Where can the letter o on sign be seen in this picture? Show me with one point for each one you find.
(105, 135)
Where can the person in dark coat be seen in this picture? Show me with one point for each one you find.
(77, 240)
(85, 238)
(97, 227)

━━━━━━━━

Task brief >>
All entries above are to be reproduced exactly.

Exercise response >>
Where can the letter o on sign be seen in this picture? Show me with one point for each one you find.
(105, 135)
Where can the person in dark coat be seen in this picture? Show me with one point for each one you find.
(77, 240)
(85, 238)
(97, 227)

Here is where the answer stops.